Could you return every line of the records below word for word?

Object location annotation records
╭──
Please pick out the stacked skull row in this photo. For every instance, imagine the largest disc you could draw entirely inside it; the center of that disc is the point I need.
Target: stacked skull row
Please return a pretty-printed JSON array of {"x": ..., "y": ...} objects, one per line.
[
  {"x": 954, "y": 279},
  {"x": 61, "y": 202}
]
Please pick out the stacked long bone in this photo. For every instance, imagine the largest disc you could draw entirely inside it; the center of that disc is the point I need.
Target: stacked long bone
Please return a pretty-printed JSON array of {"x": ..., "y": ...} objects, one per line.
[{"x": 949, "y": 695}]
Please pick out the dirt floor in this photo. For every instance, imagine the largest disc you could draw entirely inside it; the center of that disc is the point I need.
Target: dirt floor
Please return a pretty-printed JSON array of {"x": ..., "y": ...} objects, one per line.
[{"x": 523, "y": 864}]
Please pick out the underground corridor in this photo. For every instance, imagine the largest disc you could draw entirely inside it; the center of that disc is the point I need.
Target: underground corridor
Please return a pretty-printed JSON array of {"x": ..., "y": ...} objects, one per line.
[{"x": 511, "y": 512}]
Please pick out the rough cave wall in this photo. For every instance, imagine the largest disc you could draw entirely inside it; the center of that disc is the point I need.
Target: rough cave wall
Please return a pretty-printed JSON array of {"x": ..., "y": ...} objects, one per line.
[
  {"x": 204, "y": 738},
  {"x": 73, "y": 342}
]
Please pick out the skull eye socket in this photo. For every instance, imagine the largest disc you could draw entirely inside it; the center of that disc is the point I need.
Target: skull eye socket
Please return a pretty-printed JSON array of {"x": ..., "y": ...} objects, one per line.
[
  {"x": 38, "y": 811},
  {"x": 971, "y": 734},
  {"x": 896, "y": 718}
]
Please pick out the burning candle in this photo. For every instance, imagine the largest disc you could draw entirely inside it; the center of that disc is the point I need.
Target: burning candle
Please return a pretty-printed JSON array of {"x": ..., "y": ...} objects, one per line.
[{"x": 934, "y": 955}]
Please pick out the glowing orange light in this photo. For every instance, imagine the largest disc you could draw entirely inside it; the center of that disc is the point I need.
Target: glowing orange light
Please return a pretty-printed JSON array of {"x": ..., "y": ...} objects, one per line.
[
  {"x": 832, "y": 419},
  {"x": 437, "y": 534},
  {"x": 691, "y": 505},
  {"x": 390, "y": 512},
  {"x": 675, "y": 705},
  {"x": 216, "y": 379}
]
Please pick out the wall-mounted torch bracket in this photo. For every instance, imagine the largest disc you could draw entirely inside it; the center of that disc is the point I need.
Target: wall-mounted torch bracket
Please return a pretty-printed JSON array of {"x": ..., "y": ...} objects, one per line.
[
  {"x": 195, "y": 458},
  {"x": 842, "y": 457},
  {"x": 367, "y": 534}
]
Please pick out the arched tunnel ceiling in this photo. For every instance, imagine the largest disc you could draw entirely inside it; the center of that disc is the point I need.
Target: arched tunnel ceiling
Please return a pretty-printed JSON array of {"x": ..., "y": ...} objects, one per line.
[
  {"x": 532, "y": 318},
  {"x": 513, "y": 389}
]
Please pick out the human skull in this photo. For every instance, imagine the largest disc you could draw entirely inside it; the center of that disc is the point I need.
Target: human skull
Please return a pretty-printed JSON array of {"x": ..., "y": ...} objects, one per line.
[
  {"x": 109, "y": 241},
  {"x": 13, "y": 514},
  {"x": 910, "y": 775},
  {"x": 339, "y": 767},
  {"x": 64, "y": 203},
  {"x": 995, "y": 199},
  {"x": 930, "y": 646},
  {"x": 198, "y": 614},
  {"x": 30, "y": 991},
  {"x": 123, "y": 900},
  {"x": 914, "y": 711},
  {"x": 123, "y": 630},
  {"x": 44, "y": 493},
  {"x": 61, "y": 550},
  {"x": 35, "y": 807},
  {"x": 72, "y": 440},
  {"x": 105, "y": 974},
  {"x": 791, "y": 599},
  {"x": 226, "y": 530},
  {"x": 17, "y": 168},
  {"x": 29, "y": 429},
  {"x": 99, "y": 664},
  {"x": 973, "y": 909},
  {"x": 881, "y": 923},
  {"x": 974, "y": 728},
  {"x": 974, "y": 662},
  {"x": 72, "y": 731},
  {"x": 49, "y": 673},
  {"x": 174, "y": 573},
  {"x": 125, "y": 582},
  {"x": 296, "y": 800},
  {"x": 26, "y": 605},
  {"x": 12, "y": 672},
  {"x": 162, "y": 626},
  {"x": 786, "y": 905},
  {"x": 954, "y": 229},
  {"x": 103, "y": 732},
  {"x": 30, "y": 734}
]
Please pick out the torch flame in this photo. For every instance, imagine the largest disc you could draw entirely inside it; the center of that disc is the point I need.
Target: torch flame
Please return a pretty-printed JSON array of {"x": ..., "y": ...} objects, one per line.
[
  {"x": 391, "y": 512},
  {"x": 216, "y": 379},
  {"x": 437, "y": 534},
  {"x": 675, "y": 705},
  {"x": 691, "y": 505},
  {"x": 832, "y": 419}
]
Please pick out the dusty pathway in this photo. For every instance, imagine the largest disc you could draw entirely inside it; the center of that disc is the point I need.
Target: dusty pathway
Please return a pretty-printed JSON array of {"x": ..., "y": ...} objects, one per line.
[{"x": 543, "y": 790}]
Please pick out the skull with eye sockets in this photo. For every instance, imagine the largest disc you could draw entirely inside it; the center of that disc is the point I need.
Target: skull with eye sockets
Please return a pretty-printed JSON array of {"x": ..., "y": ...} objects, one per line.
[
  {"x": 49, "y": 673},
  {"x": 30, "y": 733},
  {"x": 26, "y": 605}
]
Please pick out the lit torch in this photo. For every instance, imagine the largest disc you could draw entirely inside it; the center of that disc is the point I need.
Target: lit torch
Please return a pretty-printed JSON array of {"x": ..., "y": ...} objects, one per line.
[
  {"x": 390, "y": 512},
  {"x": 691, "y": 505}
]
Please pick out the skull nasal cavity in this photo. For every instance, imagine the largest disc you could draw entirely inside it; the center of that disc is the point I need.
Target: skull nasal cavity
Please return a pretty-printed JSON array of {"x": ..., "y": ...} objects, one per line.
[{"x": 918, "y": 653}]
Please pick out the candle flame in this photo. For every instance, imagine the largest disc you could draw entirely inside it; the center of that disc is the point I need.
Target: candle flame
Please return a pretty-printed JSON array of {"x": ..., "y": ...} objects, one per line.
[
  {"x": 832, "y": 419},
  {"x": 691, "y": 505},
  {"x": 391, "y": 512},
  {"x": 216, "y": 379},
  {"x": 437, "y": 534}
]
╰──
— Result for this task —
Please pick out the stacked skull row in this photo. For every instance, imagine the largest disc you could draw entirely inside it; the center of that disc is the point I need.
Target: stacked skull row
Please return a pretty-printed JSON array of {"x": ..., "y": ...} objects, one per line.
[
  {"x": 954, "y": 279},
  {"x": 61, "y": 202}
]
Please pick out the stacked long bone in this photo. For every instance, imagine the largest disc you could draw entirely inside it; the center of that disc is the point I need.
Target: stacked long bone
Please return a pretty-printed JSON array of {"x": ..., "y": ...} objects, one per line.
[{"x": 949, "y": 695}]
Please pick out the dirt floor in this photo. For every instance, imagine the largest disc you could draw entirely inside it; the center of that disc is the point I need.
Target: dirt floor
Please return a pretty-printed JSON array of {"x": ..., "y": ...} objects, one per line.
[{"x": 523, "y": 864}]
Please pick out the underground corridor in this photo. For every instance, imagine the largest disc you could draw entirely inside it; the center of that disc is the point I need.
Target: underground corridor
Please return a pretty-printed JSON array of {"x": ..., "y": ...} objects, one per line.
[{"x": 511, "y": 512}]
Please pick out the rough cave wall in this photo. For every instance, imagine the largest disc you could draw entirely inside it; the center of that disc is the point I need.
Target: rough cave wall
Please return a pretty-printed JSON array of {"x": ..., "y": ...} objects, one per line.
[
  {"x": 204, "y": 738},
  {"x": 73, "y": 342}
]
Please pick out the skull eye socket in this photo. For every instance, imagine the largest disc you could draw entirely inside it; the center of that disc is the point I need.
Target: skull eye socket
Please return a pretty-printed JSON array of {"x": ..., "y": ...} objects, one per line.
[
  {"x": 38, "y": 811},
  {"x": 971, "y": 734},
  {"x": 896, "y": 718}
]
Please pick out the burning candle in this photo. For every instance, imagine the largest disc you could draw entirely inside it; the center of that disc is the point I need.
Target: burning candle
Please return a pretty-printed JSON array of {"x": ..., "y": ...} objects, one per line.
[{"x": 934, "y": 955}]
Please pick out the glowing orange light in this photo. For every instance, imagine the largest disc you could draw entirely inside it; the center of that disc is the point I need.
Target: glowing orange light
Please return a pretty-printed JSON array of {"x": ..., "y": ...} objects, one per line.
[
  {"x": 832, "y": 419},
  {"x": 437, "y": 534},
  {"x": 691, "y": 505},
  {"x": 390, "y": 512},
  {"x": 675, "y": 705},
  {"x": 216, "y": 379}
]
Please pick out the wall-mounted torch bracket in this photo. For every instance, imagine the largest disc you could draw entirely inside it; the center of that disc is the point I need.
Target: wall-mounted torch bracket
Please return a pretty-printed JSON array of {"x": ..., "y": ...} objects, one per line.
[
  {"x": 195, "y": 458},
  {"x": 842, "y": 457},
  {"x": 367, "y": 534}
]
Please pick out the arched tunnel ceiling in this photo. For every instance, imagine the largest disc you could draw entirely inside it; the center of that disc is the point I need.
Target: arched tunnel ceiling
Please return a pretty-printed JSON array of {"x": ..., "y": ...} objects, one per line.
[
  {"x": 532, "y": 318},
  {"x": 513, "y": 389}
]
Please pick out the human skull in this photo. For every instance, imagine the largest disc you could draw entirely inside it; the center of that disc is the point I need.
Target: human skull
Please return a pretty-printed JSON array of {"x": ..., "y": ...} objects, one per line.
[
  {"x": 109, "y": 241},
  {"x": 13, "y": 514},
  {"x": 910, "y": 775},
  {"x": 339, "y": 767},
  {"x": 64, "y": 203},
  {"x": 995, "y": 199},
  {"x": 930, "y": 646},
  {"x": 198, "y": 614},
  {"x": 30, "y": 991},
  {"x": 123, "y": 900},
  {"x": 914, "y": 711},
  {"x": 123, "y": 630},
  {"x": 44, "y": 493},
  {"x": 61, "y": 550},
  {"x": 35, "y": 807},
  {"x": 72, "y": 440},
  {"x": 105, "y": 974},
  {"x": 791, "y": 599},
  {"x": 226, "y": 530},
  {"x": 17, "y": 168},
  {"x": 29, "y": 429},
  {"x": 99, "y": 664},
  {"x": 973, "y": 909},
  {"x": 881, "y": 923},
  {"x": 974, "y": 728},
  {"x": 974, "y": 662},
  {"x": 72, "y": 731},
  {"x": 49, "y": 673},
  {"x": 174, "y": 573},
  {"x": 125, "y": 582},
  {"x": 296, "y": 800},
  {"x": 26, "y": 605},
  {"x": 12, "y": 672},
  {"x": 162, "y": 626},
  {"x": 786, "y": 905},
  {"x": 954, "y": 229},
  {"x": 103, "y": 732},
  {"x": 30, "y": 734}
]
Please pick out the torch flame in this photo. For every instance, imagine the largest disc you could draw entirely inside it; the center of that disc is the point I need.
Target: torch flame
Please return a pretty-printed JSON array of {"x": ..., "y": ...} objects, one per line.
[
  {"x": 391, "y": 512},
  {"x": 216, "y": 379},
  {"x": 437, "y": 534},
  {"x": 675, "y": 705},
  {"x": 691, "y": 505},
  {"x": 832, "y": 419}
]
Please pick out the dusty pathway in this photo. For every instance, imagine the largest disc you could draw entirely inside it; the center of that disc is the point I need.
Target: dusty pathway
Please return a pretty-printed JSON array of {"x": ..., "y": ...} objects, one per line.
[{"x": 543, "y": 790}]
Please pick out the skull with eye sockets in this photo. For every instance, imagine the largest disc you could draw entirely inside it; the center of that disc is the point I need.
Target: skull with eye sockets
Please return a pretty-printed JSON array of {"x": ..., "y": ...} objects, one per line.
[
  {"x": 49, "y": 673},
  {"x": 30, "y": 733},
  {"x": 26, "y": 605}
]
Please pick out the lit torch in this photo. For every instance, imagine the largest disc you could draw entirely inside it; the center of that disc is the point I need.
Target: lit torch
Please return a pretty-printed JSON array of {"x": ..., "y": ...} objects, one per line.
[
  {"x": 390, "y": 512},
  {"x": 691, "y": 505}
]
Please pick out the skull nasal cavity in this photo. For every instance, imagine the largest disc you could draw entirely inside it; the center of that disc is the point I need.
Target: skull nasal cavity
Please return a pretty-printed JSON array of {"x": ..., "y": ...} objects, one per line.
[{"x": 918, "y": 653}]
Please pick out the candle flame in this photo. For every instance, imagine the largest disc you could draw entirely inside it; the center of that disc is the point I need.
Target: candle flame
Please return a pretty-printed JSON array of {"x": ..., "y": ...} objects, one per line.
[
  {"x": 832, "y": 419},
  {"x": 691, "y": 505},
  {"x": 391, "y": 512},
  {"x": 216, "y": 379},
  {"x": 437, "y": 534}
]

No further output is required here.